◆ **Aim of the exercise**
Reproduce each of the following rows verbatim, keeping every character unchanged.

### Records to process

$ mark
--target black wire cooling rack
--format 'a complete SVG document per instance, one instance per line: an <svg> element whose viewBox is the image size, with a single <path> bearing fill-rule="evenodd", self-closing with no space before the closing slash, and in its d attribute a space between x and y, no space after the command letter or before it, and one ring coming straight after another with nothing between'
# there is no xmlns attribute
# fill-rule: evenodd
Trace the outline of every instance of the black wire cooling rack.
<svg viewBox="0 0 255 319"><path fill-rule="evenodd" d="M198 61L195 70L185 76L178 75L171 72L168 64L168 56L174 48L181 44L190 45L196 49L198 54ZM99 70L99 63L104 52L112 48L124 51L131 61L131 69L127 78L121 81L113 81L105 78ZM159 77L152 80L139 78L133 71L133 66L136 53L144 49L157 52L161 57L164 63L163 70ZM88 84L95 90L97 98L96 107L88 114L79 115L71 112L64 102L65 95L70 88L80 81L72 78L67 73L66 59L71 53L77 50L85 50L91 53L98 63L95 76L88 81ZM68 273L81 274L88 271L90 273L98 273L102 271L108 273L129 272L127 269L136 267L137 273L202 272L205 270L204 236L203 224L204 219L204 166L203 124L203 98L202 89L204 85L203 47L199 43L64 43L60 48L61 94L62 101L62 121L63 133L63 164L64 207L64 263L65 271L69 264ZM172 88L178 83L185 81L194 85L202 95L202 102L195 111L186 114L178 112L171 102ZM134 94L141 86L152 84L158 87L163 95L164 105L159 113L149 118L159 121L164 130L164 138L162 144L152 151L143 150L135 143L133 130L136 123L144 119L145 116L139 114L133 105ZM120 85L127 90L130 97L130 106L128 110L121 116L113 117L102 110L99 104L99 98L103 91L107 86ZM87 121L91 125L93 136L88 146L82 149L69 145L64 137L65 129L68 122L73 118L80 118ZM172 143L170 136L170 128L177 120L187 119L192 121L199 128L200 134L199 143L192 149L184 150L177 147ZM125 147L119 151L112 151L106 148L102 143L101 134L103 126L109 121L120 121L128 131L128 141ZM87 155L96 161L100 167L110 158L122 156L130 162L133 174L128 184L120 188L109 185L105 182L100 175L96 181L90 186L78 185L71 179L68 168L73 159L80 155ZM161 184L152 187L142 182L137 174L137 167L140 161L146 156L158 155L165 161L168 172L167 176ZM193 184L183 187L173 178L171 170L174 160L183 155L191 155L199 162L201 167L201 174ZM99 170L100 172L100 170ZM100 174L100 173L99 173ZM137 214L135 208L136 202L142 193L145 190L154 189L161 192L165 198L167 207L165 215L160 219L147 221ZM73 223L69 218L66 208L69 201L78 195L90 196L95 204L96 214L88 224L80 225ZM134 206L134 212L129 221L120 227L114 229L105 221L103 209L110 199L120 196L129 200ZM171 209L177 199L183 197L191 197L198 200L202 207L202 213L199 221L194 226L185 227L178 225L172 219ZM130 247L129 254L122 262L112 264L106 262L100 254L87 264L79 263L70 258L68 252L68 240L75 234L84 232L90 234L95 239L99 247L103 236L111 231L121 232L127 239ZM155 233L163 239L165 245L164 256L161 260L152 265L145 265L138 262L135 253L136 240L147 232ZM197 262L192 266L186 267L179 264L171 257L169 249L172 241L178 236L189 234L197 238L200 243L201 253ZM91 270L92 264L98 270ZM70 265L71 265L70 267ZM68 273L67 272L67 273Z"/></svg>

######

◆ **Answer for this exercise**
$ mark
--target black wire cooling rack
--format 'a complete SVG document per instance, one instance per line: an <svg> element whose viewBox is the image size, with a single <path> bearing fill-rule="evenodd", self-closing with no space before the closing slash, and in its d attribute a space between x and y, no space after the command letter or before it, and one ring coming straight after another with nothing between'
# there is no xmlns attribute
# fill-rule: evenodd
Trace the outline of every instance of the black wire cooling rack.
<svg viewBox="0 0 255 319"><path fill-rule="evenodd" d="M198 61L195 70L185 76L178 75L171 72L168 64L168 56L174 48L181 44L190 45L196 49L198 54ZM99 70L99 63L104 52L112 48L124 51L131 61L131 69L127 78L121 81L113 81L105 78ZM159 77L152 80L139 78L133 71L133 66L136 53L144 49L157 52L161 57L164 63L163 70ZM88 84L95 90L97 98L96 107L88 114L79 115L71 112L64 102L65 95L70 88L80 81L72 78L67 73L66 59L71 53L77 50L85 50L91 53L98 63L95 76L88 81ZM68 273L81 274L88 271L90 273L98 273L102 271L108 273L129 272L127 269L136 267L137 273L202 272L205 270L204 236L203 224L204 219L204 166L203 124L203 98L202 89L204 85L203 47L199 43L64 43L60 48L61 94L62 101L62 121L63 133L63 164L64 207L64 263L65 271L69 264ZM172 88L178 83L185 81L194 85L202 95L202 102L195 111L186 114L178 112L171 102ZM134 94L141 86L152 84L158 87L163 95L164 105L159 113L149 118L159 121L164 130L164 138L162 144L152 151L143 150L135 143L133 130L136 123L144 119L145 116L139 114L133 105ZM120 85L127 90L130 97L130 106L128 110L121 116L113 117L102 110L99 104L99 98L103 91L107 86ZM87 121L91 125L93 136L88 146L82 149L69 145L64 137L65 129L68 122L73 118L80 118ZM172 143L170 136L170 128L177 120L187 119L192 121L199 128L200 134L199 143L192 149L184 150L177 147ZM125 147L119 151L112 151L106 148L102 143L101 134L103 126L109 121L120 121L128 131L128 141ZM87 155L96 161L100 167L110 158L122 156L130 162L133 174L128 184L120 188L109 185L105 182L100 175L96 181L90 186L78 185L71 179L68 168L73 159L80 155ZM161 184L152 187L142 182L137 174L137 167L140 161L146 156L158 155L165 161L168 172L167 176ZM193 184L183 187L173 178L171 170L174 160L183 155L191 155L199 162L201 167L201 174ZM99 170L100 172L100 170ZM100 174L100 173L99 173ZM137 214L135 208L136 202L142 193L145 190L154 189L161 192L165 198L167 207L165 215L160 219L147 221ZM73 223L69 218L66 208L69 201L78 195L90 196L95 204L96 214L88 224L80 225ZM134 206L134 212L129 221L120 227L114 229L105 221L103 209L110 199L120 196L129 200ZM171 209L177 199L183 197L191 197L198 200L202 207L202 213L199 221L194 226L185 227L178 225L172 219ZM130 247L129 254L122 262L112 264L106 262L100 254L87 264L79 263L70 258L68 252L68 240L75 234L84 232L90 234L95 239L99 247L103 236L111 231L121 232L127 239ZM155 233L163 239L165 245L164 256L161 260L152 265L145 265L138 262L135 253L136 240L147 232ZM197 262L192 266L186 267L179 264L171 257L169 249L172 241L178 236L189 234L197 238L200 243L201 253ZM91 270L92 264L98 270ZM70 265L71 265L70 267ZM68 273L67 272L67 273Z"/></svg>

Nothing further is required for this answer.